● Task description
Search the records for the string "cloud", then copy each line that has it.

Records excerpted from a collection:
Start of Block
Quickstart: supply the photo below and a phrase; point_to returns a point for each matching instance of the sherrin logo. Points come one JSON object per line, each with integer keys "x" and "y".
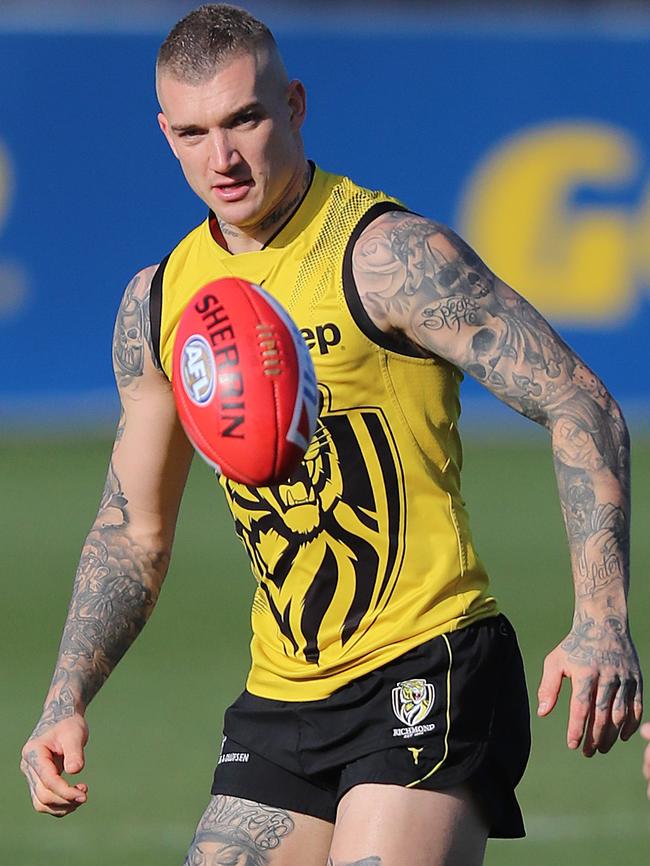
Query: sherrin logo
{"x": 198, "y": 371}
{"x": 413, "y": 701}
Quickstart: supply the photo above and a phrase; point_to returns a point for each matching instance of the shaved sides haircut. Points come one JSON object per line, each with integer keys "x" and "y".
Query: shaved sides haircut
{"x": 202, "y": 40}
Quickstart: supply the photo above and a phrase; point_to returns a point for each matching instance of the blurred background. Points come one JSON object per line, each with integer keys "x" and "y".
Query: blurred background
{"x": 523, "y": 125}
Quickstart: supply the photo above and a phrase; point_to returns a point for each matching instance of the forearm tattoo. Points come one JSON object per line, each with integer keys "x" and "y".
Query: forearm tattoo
{"x": 418, "y": 277}
{"x": 114, "y": 593}
{"x": 118, "y": 577}
{"x": 234, "y": 831}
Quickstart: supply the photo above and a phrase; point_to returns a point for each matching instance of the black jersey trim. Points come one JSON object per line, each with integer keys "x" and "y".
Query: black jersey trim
{"x": 155, "y": 309}
{"x": 387, "y": 341}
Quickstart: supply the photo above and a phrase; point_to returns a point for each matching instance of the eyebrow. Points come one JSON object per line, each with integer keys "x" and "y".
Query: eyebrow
{"x": 193, "y": 127}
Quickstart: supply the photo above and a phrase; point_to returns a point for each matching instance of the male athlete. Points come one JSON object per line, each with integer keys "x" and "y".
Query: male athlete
{"x": 385, "y": 718}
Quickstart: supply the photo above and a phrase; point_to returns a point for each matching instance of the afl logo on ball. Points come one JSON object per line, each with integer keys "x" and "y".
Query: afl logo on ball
{"x": 197, "y": 370}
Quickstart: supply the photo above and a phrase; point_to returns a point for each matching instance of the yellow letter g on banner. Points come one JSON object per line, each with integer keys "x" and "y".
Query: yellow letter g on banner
{"x": 574, "y": 262}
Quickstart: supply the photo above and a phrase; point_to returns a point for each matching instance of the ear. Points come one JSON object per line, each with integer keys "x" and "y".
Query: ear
{"x": 164, "y": 125}
{"x": 297, "y": 101}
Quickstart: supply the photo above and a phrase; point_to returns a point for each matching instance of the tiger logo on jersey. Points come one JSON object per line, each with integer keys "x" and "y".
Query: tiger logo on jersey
{"x": 413, "y": 701}
{"x": 326, "y": 546}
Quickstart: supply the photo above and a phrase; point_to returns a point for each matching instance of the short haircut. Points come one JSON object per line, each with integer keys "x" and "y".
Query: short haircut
{"x": 201, "y": 41}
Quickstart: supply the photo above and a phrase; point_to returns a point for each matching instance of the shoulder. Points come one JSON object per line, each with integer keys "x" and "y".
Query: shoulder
{"x": 401, "y": 258}
{"x": 132, "y": 342}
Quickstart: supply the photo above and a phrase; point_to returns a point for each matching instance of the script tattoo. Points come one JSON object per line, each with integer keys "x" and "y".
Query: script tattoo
{"x": 418, "y": 277}
{"x": 234, "y": 831}
{"x": 60, "y": 707}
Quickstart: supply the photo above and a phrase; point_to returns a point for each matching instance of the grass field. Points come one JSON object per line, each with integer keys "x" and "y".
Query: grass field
{"x": 155, "y": 727}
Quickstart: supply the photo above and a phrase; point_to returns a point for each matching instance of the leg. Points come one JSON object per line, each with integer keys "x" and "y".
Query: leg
{"x": 235, "y": 832}
{"x": 386, "y": 825}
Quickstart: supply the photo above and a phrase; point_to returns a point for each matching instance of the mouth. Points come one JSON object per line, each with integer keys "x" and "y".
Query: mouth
{"x": 233, "y": 190}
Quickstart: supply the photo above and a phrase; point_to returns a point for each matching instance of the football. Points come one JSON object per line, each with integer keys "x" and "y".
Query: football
{"x": 244, "y": 382}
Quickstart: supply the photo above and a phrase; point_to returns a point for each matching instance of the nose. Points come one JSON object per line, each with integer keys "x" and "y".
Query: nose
{"x": 223, "y": 155}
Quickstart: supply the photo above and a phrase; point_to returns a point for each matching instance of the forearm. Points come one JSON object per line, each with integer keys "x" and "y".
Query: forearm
{"x": 592, "y": 468}
{"x": 115, "y": 590}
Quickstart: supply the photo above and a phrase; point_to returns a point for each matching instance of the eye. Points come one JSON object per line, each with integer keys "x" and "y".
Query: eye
{"x": 247, "y": 118}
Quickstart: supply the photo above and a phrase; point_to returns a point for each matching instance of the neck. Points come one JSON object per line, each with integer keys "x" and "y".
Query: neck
{"x": 242, "y": 240}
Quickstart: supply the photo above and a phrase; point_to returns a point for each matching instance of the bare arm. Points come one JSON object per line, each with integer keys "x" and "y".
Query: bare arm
{"x": 124, "y": 558}
{"x": 418, "y": 278}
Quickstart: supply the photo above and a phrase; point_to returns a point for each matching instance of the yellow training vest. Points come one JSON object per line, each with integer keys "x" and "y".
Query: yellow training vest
{"x": 366, "y": 551}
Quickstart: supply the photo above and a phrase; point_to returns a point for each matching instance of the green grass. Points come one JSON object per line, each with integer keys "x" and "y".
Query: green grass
{"x": 155, "y": 727}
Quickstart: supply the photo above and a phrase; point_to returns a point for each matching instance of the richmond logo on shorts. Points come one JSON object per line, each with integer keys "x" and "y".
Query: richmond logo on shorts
{"x": 412, "y": 703}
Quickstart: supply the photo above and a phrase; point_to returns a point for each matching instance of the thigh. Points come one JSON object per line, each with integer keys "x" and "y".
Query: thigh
{"x": 237, "y": 832}
{"x": 386, "y": 825}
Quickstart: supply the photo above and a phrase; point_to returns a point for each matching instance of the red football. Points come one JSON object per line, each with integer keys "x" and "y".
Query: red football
{"x": 244, "y": 382}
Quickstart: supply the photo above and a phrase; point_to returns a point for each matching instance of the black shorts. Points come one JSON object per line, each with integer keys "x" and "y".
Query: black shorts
{"x": 452, "y": 710}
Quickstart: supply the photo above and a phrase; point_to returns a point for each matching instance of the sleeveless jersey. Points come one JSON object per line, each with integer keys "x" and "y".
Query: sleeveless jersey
{"x": 365, "y": 552}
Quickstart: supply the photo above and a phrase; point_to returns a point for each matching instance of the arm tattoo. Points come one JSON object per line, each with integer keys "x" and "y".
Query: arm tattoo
{"x": 234, "y": 831}
{"x": 132, "y": 333}
{"x": 366, "y": 861}
{"x": 115, "y": 590}
{"x": 418, "y": 277}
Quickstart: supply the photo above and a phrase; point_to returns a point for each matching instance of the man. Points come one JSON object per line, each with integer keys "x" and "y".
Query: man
{"x": 386, "y": 700}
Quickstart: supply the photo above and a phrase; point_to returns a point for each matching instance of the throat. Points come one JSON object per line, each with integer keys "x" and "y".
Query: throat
{"x": 235, "y": 240}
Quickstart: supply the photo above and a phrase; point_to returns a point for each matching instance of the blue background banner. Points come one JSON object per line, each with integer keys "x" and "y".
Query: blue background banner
{"x": 535, "y": 148}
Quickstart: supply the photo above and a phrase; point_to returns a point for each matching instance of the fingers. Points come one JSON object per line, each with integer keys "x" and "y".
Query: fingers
{"x": 73, "y": 753}
{"x": 50, "y": 792}
{"x": 602, "y": 709}
{"x": 549, "y": 687}
{"x": 633, "y": 706}
{"x": 580, "y": 710}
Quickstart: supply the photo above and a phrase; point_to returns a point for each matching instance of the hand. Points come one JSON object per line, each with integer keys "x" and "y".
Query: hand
{"x": 48, "y": 753}
{"x": 645, "y": 732}
{"x": 606, "y": 700}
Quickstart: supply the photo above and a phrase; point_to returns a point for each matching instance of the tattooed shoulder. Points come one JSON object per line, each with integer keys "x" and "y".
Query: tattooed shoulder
{"x": 132, "y": 334}
{"x": 402, "y": 260}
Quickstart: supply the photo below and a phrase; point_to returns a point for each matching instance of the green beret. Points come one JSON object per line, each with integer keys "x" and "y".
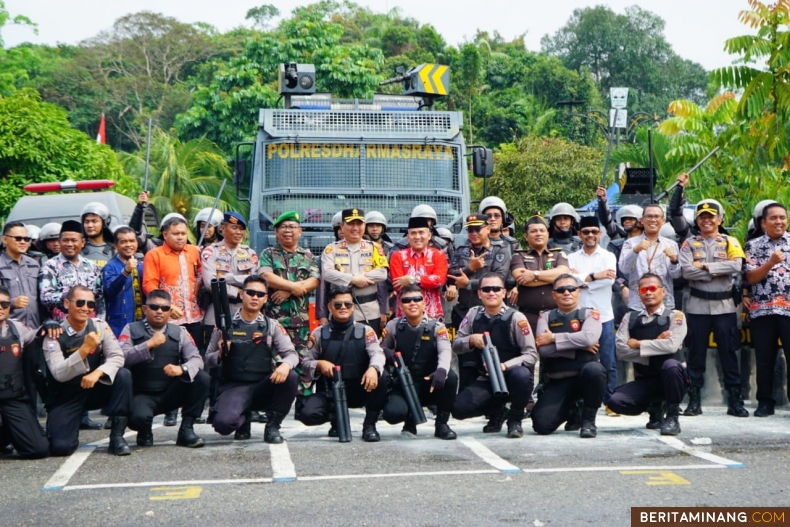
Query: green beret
{"x": 291, "y": 215}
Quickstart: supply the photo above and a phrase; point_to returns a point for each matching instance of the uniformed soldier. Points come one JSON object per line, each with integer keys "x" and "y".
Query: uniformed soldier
{"x": 85, "y": 372}
{"x": 709, "y": 261}
{"x": 355, "y": 348}
{"x": 563, "y": 223}
{"x": 425, "y": 346}
{"x": 567, "y": 340}
{"x": 359, "y": 265}
{"x": 257, "y": 367}
{"x": 19, "y": 422}
{"x": 651, "y": 339}
{"x": 535, "y": 269}
{"x": 511, "y": 335}
{"x": 292, "y": 274}
{"x": 96, "y": 220}
{"x": 166, "y": 372}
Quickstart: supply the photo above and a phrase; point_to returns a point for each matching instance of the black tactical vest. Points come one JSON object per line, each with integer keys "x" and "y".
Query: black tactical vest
{"x": 417, "y": 346}
{"x": 150, "y": 376}
{"x": 641, "y": 331}
{"x": 356, "y": 360}
{"x": 570, "y": 323}
{"x": 250, "y": 356}
{"x": 70, "y": 344}
{"x": 11, "y": 375}
{"x": 498, "y": 328}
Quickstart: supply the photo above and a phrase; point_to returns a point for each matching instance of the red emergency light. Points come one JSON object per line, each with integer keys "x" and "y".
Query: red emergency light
{"x": 65, "y": 186}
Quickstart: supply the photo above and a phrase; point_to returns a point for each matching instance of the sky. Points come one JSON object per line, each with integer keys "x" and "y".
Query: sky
{"x": 696, "y": 29}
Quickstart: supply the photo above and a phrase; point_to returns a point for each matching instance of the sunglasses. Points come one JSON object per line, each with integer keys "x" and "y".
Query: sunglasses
{"x": 410, "y": 299}
{"x": 20, "y": 239}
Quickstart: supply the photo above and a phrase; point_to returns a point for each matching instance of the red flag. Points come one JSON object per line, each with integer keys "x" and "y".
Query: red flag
{"x": 101, "y": 137}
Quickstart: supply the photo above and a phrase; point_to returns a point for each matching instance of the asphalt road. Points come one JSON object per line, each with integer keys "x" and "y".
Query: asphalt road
{"x": 479, "y": 479}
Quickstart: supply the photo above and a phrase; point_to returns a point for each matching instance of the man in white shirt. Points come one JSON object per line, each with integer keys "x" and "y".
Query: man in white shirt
{"x": 597, "y": 268}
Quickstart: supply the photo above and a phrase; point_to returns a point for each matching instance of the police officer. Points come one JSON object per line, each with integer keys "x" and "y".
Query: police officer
{"x": 425, "y": 346}
{"x": 535, "y": 269}
{"x": 651, "y": 339}
{"x": 99, "y": 240}
{"x": 511, "y": 335}
{"x": 292, "y": 273}
{"x": 709, "y": 261}
{"x": 85, "y": 372}
{"x": 258, "y": 365}
{"x": 355, "y": 348}
{"x": 567, "y": 340}
{"x": 358, "y": 264}
{"x": 166, "y": 371}
{"x": 19, "y": 423}
{"x": 563, "y": 223}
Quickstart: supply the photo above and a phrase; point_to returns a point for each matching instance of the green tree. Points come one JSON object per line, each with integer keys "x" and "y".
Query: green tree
{"x": 534, "y": 173}
{"x": 183, "y": 177}
{"x": 37, "y": 145}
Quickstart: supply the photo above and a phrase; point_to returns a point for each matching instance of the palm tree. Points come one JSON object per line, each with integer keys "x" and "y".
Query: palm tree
{"x": 184, "y": 177}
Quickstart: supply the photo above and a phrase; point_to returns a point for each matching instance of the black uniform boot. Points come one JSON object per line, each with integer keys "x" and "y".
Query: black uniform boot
{"x": 656, "y": 413}
{"x": 695, "y": 401}
{"x": 369, "y": 433}
{"x": 496, "y": 420}
{"x": 588, "y": 428}
{"x": 671, "y": 425}
{"x": 442, "y": 429}
{"x": 735, "y": 402}
{"x": 271, "y": 434}
{"x": 244, "y": 432}
{"x": 187, "y": 436}
{"x": 514, "y": 418}
{"x": 118, "y": 444}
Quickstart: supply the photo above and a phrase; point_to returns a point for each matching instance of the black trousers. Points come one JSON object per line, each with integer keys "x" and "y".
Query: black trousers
{"x": 728, "y": 339}
{"x": 476, "y": 399}
{"x": 634, "y": 397}
{"x": 766, "y": 333}
{"x": 189, "y": 395}
{"x": 559, "y": 395}
{"x": 318, "y": 407}
{"x": 236, "y": 399}
{"x": 19, "y": 426}
{"x": 396, "y": 410}
{"x": 64, "y": 416}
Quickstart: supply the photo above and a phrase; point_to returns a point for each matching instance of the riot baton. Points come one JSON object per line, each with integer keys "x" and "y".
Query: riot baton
{"x": 692, "y": 169}
{"x": 211, "y": 214}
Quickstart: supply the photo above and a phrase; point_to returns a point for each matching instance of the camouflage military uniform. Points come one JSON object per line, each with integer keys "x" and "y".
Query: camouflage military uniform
{"x": 293, "y": 313}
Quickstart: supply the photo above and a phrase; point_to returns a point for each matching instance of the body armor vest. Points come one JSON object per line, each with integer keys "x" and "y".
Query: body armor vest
{"x": 150, "y": 376}
{"x": 570, "y": 323}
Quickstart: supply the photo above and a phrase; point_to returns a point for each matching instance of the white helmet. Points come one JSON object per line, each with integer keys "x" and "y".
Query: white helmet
{"x": 34, "y": 231}
{"x": 424, "y": 211}
{"x": 99, "y": 209}
{"x": 564, "y": 209}
{"x": 202, "y": 215}
{"x": 50, "y": 231}
{"x": 629, "y": 211}
{"x": 492, "y": 201}
{"x": 170, "y": 216}
{"x": 375, "y": 216}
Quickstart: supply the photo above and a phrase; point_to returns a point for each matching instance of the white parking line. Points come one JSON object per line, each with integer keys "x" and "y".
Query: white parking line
{"x": 488, "y": 456}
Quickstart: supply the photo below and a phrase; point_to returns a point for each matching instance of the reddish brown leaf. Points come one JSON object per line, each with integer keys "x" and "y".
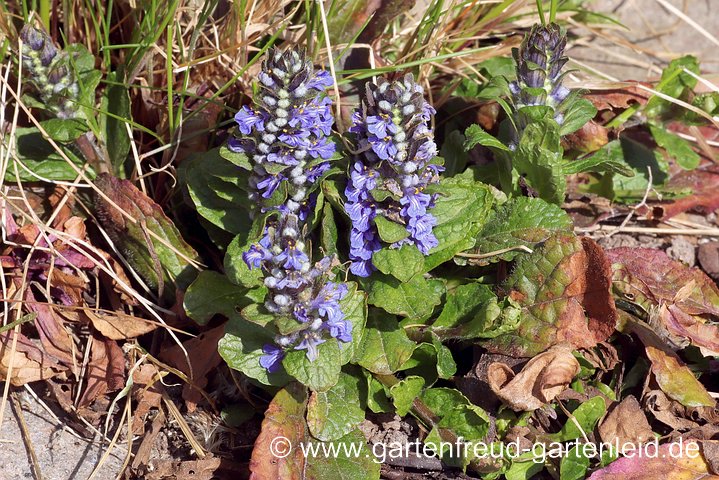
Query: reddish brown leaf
{"x": 590, "y": 138}
{"x": 677, "y": 381}
{"x": 276, "y": 453}
{"x": 564, "y": 289}
{"x": 704, "y": 185}
{"x": 202, "y": 352}
{"x": 672, "y": 462}
{"x": 540, "y": 381}
{"x": 105, "y": 371}
{"x": 650, "y": 279}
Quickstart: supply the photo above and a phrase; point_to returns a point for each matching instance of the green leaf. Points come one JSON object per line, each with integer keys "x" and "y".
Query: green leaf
{"x": 345, "y": 465}
{"x": 37, "y": 159}
{"x": 238, "y": 158}
{"x": 608, "y": 159}
{"x": 257, "y": 314}
{"x": 574, "y": 465}
{"x": 354, "y": 307}
{"x": 241, "y": 348}
{"x": 538, "y": 158}
{"x": 319, "y": 375}
{"x": 462, "y": 304}
{"x": 524, "y": 467}
{"x": 218, "y": 190}
{"x": 458, "y": 414}
{"x": 115, "y": 113}
{"x": 328, "y": 231}
{"x": 385, "y": 346}
{"x": 640, "y": 159}
{"x": 587, "y": 414}
{"x": 675, "y": 82}
{"x": 390, "y": 231}
{"x": 446, "y": 366}
{"x": 333, "y": 414}
{"x": 402, "y": 263}
{"x": 377, "y": 396}
{"x": 677, "y": 380}
{"x": 475, "y": 135}
{"x": 405, "y": 392}
{"x": 235, "y": 267}
{"x": 521, "y": 221}
{"x": 64, "y": 130}
{"x": 578, "y": 114}
{"x": 212, "y": 293}
{"x": 414, "y": 299}
{"x": 676, "y": 147}
{"x": 460, "y": 210}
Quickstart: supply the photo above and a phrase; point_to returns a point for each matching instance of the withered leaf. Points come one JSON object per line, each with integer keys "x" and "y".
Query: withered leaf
{"x": 119, "y": 326}
{"x": 650, "y": 279}
{"x": 285, "y": 417}
{"x": 677, "y": 381}
{"x": 672, "y": 461}
{"x": 564, "y": 289}
{"x": 540, "y": 380}
{"x": 152, "y": 244}
{"x": 626, "y": 423}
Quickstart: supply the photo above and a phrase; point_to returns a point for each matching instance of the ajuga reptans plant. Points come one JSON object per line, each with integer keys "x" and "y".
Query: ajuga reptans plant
{"x": 286, "y": 136}
{"x": 48, "y": 70}
{"x": 393, "y": 167}
{"x": 539, "y": 63}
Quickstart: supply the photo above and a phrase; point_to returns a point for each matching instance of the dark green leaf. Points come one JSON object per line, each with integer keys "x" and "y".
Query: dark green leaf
{"x": 64, "y": 130}
{"x": 521, "y": 221}
{"x": 579, "y": 113}
{"x": 115, "y": 114}
{"x": 402, "y": 263}
{"x": 405, "y": 392}
{"x": 385, "y": 346}
{"x": 414, "y": 299}
{"x": 676, "y": 147}
{"x": 322, "y": 373}
{"x": 390, "y": 231}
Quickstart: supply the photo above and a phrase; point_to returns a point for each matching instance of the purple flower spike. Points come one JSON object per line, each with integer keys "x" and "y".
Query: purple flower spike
{"x": 272, "y": 358}
{"x": 286, "y": 136}
{"x": 397, "y": 148}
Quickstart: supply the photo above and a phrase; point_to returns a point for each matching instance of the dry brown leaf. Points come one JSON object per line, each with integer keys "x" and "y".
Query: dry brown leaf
{"x": 119, "y": 326}
{"x": 667, "y": 411}
{"x": 542, "y": 378}
{"x": 626, "y": 424}
{"x": 29, "y": 363}
{"x": 105, "y": 372}
{"x": 202, "y": 351}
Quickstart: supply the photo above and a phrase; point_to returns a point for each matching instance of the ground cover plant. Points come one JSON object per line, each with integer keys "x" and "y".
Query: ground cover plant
{"x": 341, "y": 240}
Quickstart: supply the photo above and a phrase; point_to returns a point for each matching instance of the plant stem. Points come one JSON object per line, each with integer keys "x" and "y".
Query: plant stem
{"x": 540, "y": 10}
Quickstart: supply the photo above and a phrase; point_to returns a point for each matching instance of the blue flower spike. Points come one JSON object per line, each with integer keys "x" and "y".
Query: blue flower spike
{"x": 396, "y": 149}
{"x": 285, "y": 134}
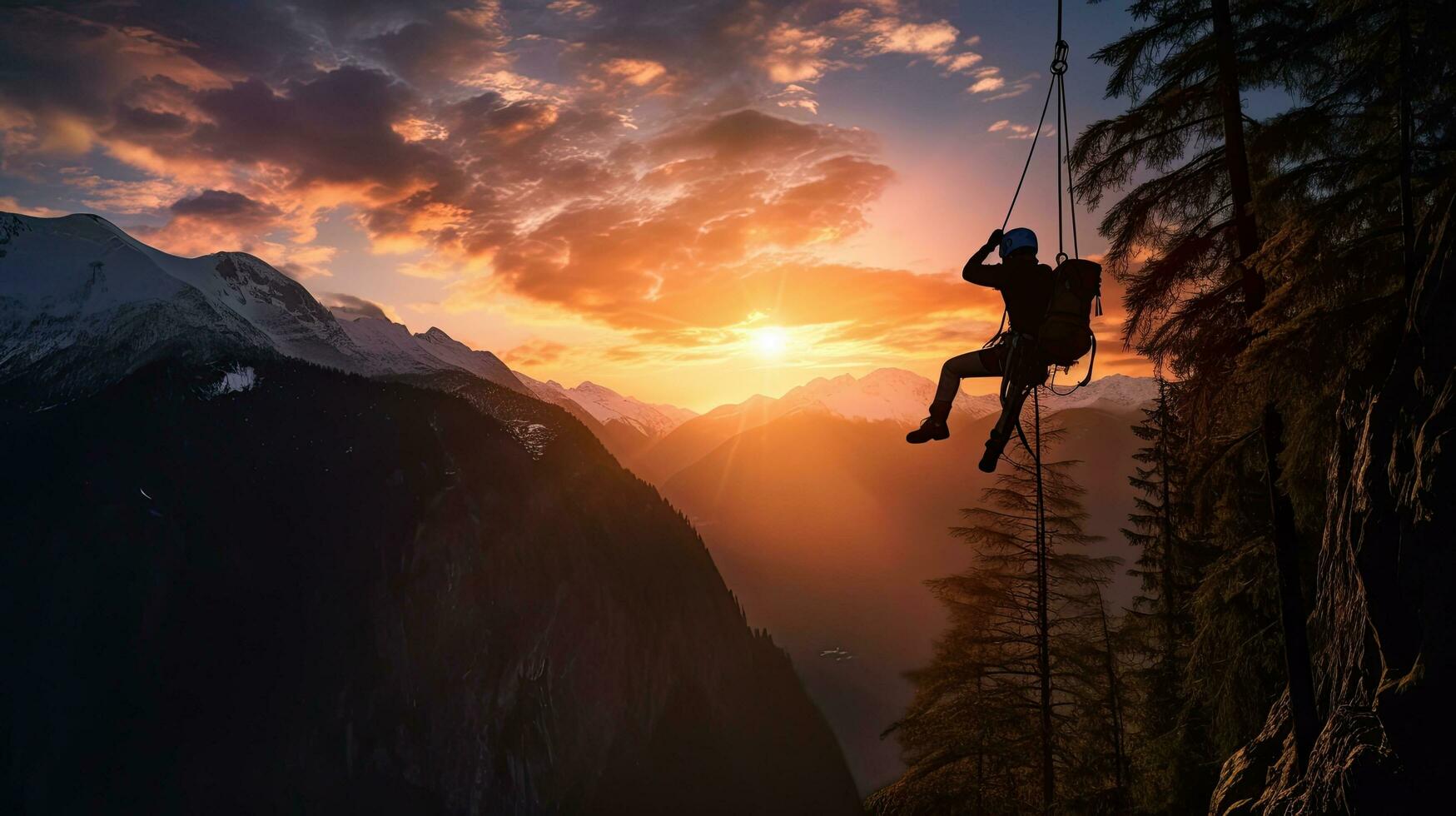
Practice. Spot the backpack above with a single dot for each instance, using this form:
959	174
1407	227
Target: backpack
1066	330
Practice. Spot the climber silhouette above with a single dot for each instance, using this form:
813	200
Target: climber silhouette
1026	286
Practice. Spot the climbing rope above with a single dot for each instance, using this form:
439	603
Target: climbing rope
1014	365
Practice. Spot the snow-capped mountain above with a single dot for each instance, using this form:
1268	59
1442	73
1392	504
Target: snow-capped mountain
83	303
480	363
903	396
392	349
608	406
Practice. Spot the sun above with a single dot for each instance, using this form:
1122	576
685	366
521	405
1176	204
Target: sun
769	343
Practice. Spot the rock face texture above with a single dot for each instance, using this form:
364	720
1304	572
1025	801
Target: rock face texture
322	594
1385	653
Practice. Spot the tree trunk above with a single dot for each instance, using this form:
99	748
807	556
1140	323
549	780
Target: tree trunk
1407	147
1049	783
1286	545
1114	709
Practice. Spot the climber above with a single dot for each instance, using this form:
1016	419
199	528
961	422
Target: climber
1026	286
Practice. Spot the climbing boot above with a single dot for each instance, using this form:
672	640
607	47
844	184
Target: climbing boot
933	425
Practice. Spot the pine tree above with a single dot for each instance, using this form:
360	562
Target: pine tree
1195	303
1171	754
973	736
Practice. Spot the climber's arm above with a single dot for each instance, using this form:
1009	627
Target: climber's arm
977	271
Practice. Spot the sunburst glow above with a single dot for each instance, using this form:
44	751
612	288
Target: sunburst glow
769	343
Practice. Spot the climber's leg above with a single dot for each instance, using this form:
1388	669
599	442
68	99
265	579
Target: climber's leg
981	363
985	363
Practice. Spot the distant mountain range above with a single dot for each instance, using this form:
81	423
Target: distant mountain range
260	560
826	524
823	520
890	396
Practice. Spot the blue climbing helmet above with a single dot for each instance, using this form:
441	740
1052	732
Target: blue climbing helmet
1015	239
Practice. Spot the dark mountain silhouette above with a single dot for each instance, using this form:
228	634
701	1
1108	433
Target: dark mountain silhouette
241	582
827	526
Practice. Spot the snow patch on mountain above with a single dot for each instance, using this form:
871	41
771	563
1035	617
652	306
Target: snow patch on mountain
236	381
83	303
608	406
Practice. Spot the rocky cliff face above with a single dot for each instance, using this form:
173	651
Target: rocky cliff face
319	594
1385	653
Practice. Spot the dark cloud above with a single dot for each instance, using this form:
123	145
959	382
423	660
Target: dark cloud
End of Block
● Exercise result
Practice. Spot the dark cloud above with a single dot for each instance, using this form:
Target: dark cloud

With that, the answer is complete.